═════ Input material ═════

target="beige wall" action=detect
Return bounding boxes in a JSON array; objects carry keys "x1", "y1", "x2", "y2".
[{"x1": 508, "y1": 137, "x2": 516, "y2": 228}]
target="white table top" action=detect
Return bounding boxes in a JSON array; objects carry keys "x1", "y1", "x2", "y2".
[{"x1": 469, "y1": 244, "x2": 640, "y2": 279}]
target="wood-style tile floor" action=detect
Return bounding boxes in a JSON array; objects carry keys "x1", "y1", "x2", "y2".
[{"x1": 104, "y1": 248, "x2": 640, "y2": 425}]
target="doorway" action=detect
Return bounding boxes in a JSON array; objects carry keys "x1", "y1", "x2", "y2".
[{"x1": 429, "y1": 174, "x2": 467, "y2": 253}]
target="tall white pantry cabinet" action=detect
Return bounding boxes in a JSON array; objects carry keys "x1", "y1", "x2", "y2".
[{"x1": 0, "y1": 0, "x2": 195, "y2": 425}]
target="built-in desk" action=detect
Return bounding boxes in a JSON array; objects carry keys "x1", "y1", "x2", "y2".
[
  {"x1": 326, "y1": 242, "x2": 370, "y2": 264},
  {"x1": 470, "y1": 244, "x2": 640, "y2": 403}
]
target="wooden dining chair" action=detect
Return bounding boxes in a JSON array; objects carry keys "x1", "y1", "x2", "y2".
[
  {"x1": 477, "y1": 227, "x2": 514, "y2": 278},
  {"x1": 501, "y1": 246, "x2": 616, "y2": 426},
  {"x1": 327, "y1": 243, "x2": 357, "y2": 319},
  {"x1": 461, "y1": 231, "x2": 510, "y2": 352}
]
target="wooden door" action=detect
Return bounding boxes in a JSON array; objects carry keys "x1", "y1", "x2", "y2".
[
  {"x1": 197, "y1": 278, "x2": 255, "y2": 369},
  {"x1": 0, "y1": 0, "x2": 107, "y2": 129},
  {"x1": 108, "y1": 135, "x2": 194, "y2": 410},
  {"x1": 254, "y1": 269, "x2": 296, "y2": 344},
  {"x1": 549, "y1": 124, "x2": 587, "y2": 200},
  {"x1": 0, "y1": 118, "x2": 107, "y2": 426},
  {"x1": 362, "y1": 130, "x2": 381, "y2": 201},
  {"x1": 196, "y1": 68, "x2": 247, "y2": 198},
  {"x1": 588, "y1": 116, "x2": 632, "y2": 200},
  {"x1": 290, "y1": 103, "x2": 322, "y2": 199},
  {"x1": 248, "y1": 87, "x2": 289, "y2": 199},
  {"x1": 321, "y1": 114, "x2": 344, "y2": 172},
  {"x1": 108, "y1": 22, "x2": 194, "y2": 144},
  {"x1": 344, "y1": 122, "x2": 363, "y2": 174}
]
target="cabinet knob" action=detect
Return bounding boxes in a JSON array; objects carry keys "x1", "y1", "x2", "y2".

═════

§ **Exercise directions**: Please copy each entry. Leave nothing out.

§ **Output**:
target="beige wall" action=detect
Return bounding boxes in a JSON array; objects carry keys "x1", "y1", "x2", "y2".
[{"x1": 508, "y1": 137, "x2": 516, "y2": 228}]
target="white table top" action=detect
Return bounding boxes in a JSON array; objects carry keys "x1", "y1", "x2", "y2".
[{"x1": 469, "y1": 244, "x2": 640, "y2": 279}]
target="wood-style tile floor" action=detect
Return bounding boxes in a JSON array; objects carry keys "x1", "y1", "x2", "y2".
[{"x1": 104, "y1": 248, "x2": 640, "y2": 425}]
target="doorway" action=detect
Return bounding boxes in a JSON array; objects carry keys "x1", "y1", "x2", "y2".
[{"x1": 429, "y1": 174, "x2": 467, "y2": 253}]
target="tall white pantry cabinet" action=detect
Return bounding boxes in a JSON array; objects carry keys "x1", "y1", "x2", "y2".
[{"x1": 0, "y1": 0, "x2": 195, "y2": 425}]
target="built-in desk" action=detect
Return bounding boxes in a JSON array; objects carry keys "x1", "y1", "x2", "y2".
[
  {"x1": 326, "y1": 242, "x2": 370, "y2": 264},
  {"x1": 470, "y1": 244, "x2": 640, "y2": 403}
]
target="wooden dining chair" action=detect
Return bounding boxes in a JSON array; objects carry keys "x1", "y1", "x2", "y2".
[
  {"x1": 477, "y1": 227, "x2": 514, "y2": 278},
  {"x1": 501, "y1": 246, "x2": 616, "y2": 426},
  {"x1": 327, "y1": 243, "x2": 357, "y2": 319},
  {"x1": 461, "y1": 231, "x2": 510, "y2": 352}
]
target="wooden door" action=detect
Return bounding boxes in a JSON array; objects carry keys "x1", "y1", "x2", "y2".
[
  {"x1": 197, "y1": 278, "x2": 255, "y2": 369},
  {"x1": 0, "y1": 0, "x2": 107, "y2": 129},
  {"x1": 108, "y1": 135, "x2": 194, "y2": 410},
  {"x1": 254, "y1": 269, "x2": 296, "y2": 344},
  {"x1": 549, "y1": 124, "x2": 587, "y2": 200},
  {"x1": 0, "y1": 118, "x2": 107, "y2": 426},
  {"x1": 362, "y1": 130, "x2": 381, "y2": 201},
  {"x1": 196, "y1": 68, "x2": 247, "y2": 198},
  {"x1": 588, "y1": 116, "x2": 632, "y2": 200},
  {"x1": 290, "y1": 103, "x2": 322, "y2": 199},
  {"x1": 248, "y1": 87, "x2": 289, "y2": 199},
  {"x1": 321, "y1": 114, "x2": 344, "y2": 172},
  {"x1": 108, "y1": 22, "x2": 194, "y2": 144},
  {"x1": 344, "y1": 122, "x2": 363, "y2": 174}
]
target="cabinet knob" action=detect
Return bounding boxes in a JSON array; objects carry keys "x1", "y1", "x2", "y2".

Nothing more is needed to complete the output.